## Your task
Express every line of the rows below as a two-column Markdown table headed No. and Line. Number the lines in order and leave out the blank ones.
┌────────
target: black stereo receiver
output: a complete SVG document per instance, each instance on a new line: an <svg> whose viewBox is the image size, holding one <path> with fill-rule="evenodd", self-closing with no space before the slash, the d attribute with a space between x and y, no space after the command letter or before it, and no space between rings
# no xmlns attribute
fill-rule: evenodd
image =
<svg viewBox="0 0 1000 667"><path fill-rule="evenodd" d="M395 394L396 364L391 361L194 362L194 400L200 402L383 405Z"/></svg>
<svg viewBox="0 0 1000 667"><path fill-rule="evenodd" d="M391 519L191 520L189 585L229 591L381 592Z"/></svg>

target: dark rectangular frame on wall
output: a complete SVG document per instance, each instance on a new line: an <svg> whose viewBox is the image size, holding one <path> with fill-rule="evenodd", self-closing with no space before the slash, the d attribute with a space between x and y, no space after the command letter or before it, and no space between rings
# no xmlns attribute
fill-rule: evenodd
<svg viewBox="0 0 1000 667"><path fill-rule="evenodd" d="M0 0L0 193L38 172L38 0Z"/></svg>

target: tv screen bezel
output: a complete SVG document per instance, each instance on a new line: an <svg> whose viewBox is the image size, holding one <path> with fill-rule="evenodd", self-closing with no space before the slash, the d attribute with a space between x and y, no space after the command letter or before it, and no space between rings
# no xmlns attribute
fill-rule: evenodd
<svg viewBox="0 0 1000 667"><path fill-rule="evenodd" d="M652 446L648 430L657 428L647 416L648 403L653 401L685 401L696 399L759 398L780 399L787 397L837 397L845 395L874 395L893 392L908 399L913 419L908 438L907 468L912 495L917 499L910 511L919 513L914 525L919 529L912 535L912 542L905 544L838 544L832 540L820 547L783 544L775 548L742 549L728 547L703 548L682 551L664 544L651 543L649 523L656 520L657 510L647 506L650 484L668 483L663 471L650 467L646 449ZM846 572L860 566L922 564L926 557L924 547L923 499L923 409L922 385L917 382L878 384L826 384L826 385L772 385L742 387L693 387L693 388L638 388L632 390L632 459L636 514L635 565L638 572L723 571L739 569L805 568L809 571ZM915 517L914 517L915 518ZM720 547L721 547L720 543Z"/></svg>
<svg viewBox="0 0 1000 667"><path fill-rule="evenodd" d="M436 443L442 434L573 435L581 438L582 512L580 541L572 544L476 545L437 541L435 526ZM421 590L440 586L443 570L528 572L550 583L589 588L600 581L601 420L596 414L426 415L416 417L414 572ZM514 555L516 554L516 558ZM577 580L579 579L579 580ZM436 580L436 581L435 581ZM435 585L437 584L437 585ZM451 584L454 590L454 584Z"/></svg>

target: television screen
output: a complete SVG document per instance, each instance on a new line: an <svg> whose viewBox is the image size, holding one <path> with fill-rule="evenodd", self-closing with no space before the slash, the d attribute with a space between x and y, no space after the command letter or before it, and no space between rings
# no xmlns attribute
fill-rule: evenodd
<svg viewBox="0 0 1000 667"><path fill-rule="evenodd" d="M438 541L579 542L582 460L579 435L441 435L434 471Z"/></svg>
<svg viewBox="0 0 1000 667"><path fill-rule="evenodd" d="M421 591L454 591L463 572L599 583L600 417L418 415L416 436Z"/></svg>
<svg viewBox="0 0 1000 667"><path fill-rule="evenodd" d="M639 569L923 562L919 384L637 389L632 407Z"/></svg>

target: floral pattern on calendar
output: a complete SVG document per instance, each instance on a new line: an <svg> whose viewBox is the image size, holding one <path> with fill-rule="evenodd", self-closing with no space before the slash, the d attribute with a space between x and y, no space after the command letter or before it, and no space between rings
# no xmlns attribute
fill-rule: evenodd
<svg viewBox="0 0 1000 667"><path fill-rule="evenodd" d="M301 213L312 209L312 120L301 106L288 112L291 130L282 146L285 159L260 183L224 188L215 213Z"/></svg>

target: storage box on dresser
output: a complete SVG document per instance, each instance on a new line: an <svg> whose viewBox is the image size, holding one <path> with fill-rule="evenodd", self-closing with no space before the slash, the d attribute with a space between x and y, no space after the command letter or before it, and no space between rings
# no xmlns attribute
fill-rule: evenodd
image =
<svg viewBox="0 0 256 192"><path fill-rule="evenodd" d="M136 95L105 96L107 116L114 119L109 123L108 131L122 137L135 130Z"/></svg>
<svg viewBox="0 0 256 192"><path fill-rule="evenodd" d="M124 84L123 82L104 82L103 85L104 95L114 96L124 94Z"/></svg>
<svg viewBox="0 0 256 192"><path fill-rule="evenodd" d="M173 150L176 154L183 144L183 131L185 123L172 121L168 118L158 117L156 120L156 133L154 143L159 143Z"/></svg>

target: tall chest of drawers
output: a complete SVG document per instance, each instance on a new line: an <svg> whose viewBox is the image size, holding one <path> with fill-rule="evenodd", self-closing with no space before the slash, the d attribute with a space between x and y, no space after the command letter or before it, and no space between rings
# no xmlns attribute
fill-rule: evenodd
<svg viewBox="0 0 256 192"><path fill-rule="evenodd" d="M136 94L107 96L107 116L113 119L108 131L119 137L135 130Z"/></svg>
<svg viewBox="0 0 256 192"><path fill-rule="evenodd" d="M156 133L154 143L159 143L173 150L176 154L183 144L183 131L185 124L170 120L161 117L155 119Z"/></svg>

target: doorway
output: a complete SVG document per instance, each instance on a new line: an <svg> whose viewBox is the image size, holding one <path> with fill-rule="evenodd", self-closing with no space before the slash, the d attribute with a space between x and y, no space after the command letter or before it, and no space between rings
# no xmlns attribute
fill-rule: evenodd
└────────
## Answer to the task
| No. | Line |
|---|---|
| 1 | target: black stereo receiver |
| 2 | output: a complete SVG document per instance, each instance on a new line: an <svg> whose viewBox is the image size, holding one <path> with fill-rule="evenodd", self-closing with no space before the slash, the d attribute with a space between x and y, no space after the command letter or before it, and no space between rings |
| 3 | # no xmlns attribute |
| 4 | fill-rule: evenodd |
| 5 | image = |
| 6 | <svg viewBox="0 0 1000 667"><path fill-rule="evenodd" d="M395 394L396 364L391 361L194 362L194 400L200 402L383 405Z"/></svg> |
| 7 | <svg viewBox="0 0 1000 667"><path fill-rule="evenodd" d="M391 519L191 520L189 585L229 591L381 592Z"/></svg> |
| 8 | target: dark rectangular frame on wall |
| 9 | output: a complete SVG document per instance, each instance on a new line: an <svg> whose viewBox is the image size, holding one <path> with fill-rule="evenodd", self-closing with no space before the slash, the d attribute with a space between x and y, no space after the command letter or before it, and no space between rings |
| 10 | # no xmlns attribute |
| 11 | fill-rule: evenodd |
| 12 | <svg viewBox="0 0 1000 667"><path fill-rule="evenodd" d="M0 0L0 193L38 172L38 0Z"/></svg> |
| 13 | target: tv screen bezel |
| 14 | output: a complete SVG document per instance, each instance on a new line: an <svg> whose viewBox is the image size, holding one <path> with fill-rule="evenodd", self-closing with no space before the slash, the d attribute with a space between x and y, no space after the command letter or before it, and no space between rings |
| 15 | # no xmlns attribute |
| 16 | fill-rule: evenodd |
| 17 | <svg viewBox="0 0 1000 667"><path fill-rule="evenodd" d="M652 446L648 430L657 428L647 416L648 403L653 401L685 401L696 399L759 398L780 399L787 397L837 397L845 395L874 395L893 392L908 399L913 419L908 438L907 468L912 495L917 499L910 511L919 513L914 525L919 529L912 535L912 542L905 544L838 544L832 540L820 547L783 544L775 548L742 549L728 547L703 548L682 551L664 544L651 543L649 523L656 520L657 510L647 506L650 484L668 483L663 471L650 467L646 449ZM846 572L860 566L922 564L926 557L924 547L923 499L923 409L922 385L917 382L878 384L826 384L826 385L772 385L742 387L693 387L693 388L638 388L632 390L632 459L636 514L635 565L638 572L723 571L739 569L805 568L809 571ZM915 517L914 517L915 518ZM720 547L721 547L720 543Z"/></svg> |
| 18 | <svg viewBox="0 0 1000 667"><path fill-rule="evenodd" d="M436 443L442 434L573 435L581 438L582 512L580 541L572 544L476 545L437 541L435 526ZM421 590L440 586L443 570L528 572L550 583L589 588L600 581L601 420L596 414L426 415L416 417L414 572ZM514 555L516 554L516 558ZM577 580L579 579L579 580ZM436 580L436 581L435 581ZM435 585L437 584L437 585ZM451 584L454 590L454 584Z"/></svg> |
| 19 | target: television screen |
| 20 | output: a complete SVG document per instance, each instance on a new line: an <svg> whose viewBox is the image size, holding one <path> with fill-rule="evenodd", self-closing with no space before the slash, the d attribute with a space between x and y, no space after the command letter or before it, and no space between rings |
| 21 | # no xmlns attribute |
| 22 | fill-rule: evenodd |
| 23 | <svg viewBox="0 0 1000 667"><path fill-rule="evenodd" d="M438 541L579 542L582 460L579 435L441 435L434 471Z"/></svg> |
| 24 | <svg viewBox="0 0 1000 667"><path fill-rule="evenodd" d="M421 591L454 591L463 572L599 583L600 417L418 415L416 436Z"/></svg> |
| 25 | <svg viewBox="0 0 1000 667"><path fill-rule="evenodd" d="M639 569L923 562L919 384L637 389L632 407Z"/></svg> |
| 26 | target: floral pattern on calendar |
| 27 | output: a complete SVG document per instance, each instance on a new line: an <svg> whose viewBox is the image size, holding one <path> with fill-rule="evenodd", self-closing with no space before the slash, the d attribute with a space between x and y, no space after the command letter or before it, and no space between rings |
| 28 | # no xmlns attribute |
| 29 | fill-rule: evenodd |
| 30 | <svg viewBox="0 0 1000 667"><path fill-rule="evenodd" d="M301 213L312 209L312 120L301 106L288 112L291 130L282 146L285 159L260 183L224 188L215 213Z"/></svg> |
| 31 | target: storage box on dresser |
| 32 | output: a complete SVG document per instance, each instance on a new line: an <svg> whose viewBox is the image size, holding one <path> with fill-rule="evenodd", self-closing with no space before the slash, the d attribute with a space between x and y, no space after the command letter or before it, and no space between rings |
| 33 | # no xmlns attribute |
| 34 | fill-rule: evenodd |
| 35 | image = |
| 36 | <svg viewBox="0 0 256 192"><path fill-rule="evenodd" d="M136 95L105 96L107 116L114 119L109 123L108 131L122 137L135 130Z"/></svg> |
| 37 | <svg viewBox="0 0 256 192"><path fill-rule="evenodd" d="M124 84L123 82L104 82L103 85L104 95L114 96L124 94Z"/></svg> |
| 38 | <svg viewBox="0 0 256 192"><path fill-rule="evenodd" d="M173 150L176 154L183 144L183 131L185 123L172 121L168 118L158 117L156 120L156 133L154 143L159 143Z"/></svg> |
| 39 | target: tall chest of drawers |
| 40 | output: a complete SVG document per instance, each instance on a new line: an <svg> whose viewBox is the image size, holding one <path> with fill-rule="evenodd", self-closing with no space before the slash, the d attribute with a space between x and y, no space after the command letter or before it, and no space between rings |
| 41 | # no xmlns attribute |
| 42 | fill-rule: evenodd |
| 43 | <svg viewBox="0 0 256 192"><path fill-rule="evenodd" d="M136 94L107 96L107 116L113 119L108 131L119 137L135 130Z"/></svg> |
| 44 | <svg viewBox="0 0 256 192"><path fill-rule="evenodd" d="M156 133L154 143L159 143L173 150L176 154L183 144L183 131L185 124L170 120L161 117L155 119Z"/></svg> |
| 45 | target: doorway |
| 46 | output: a complete SVG document per instance, each instance on a new line: an <svg> whose viewBox is the image size, holding one <path> with fill-rule="evenodd", self-closing with no space before the slash, the d attribute with a space between x and y, no space after the command letter or before it, and no space between rings |
| 47 | # no xmlns attribute |
| 48 | fill-rule: evenodd |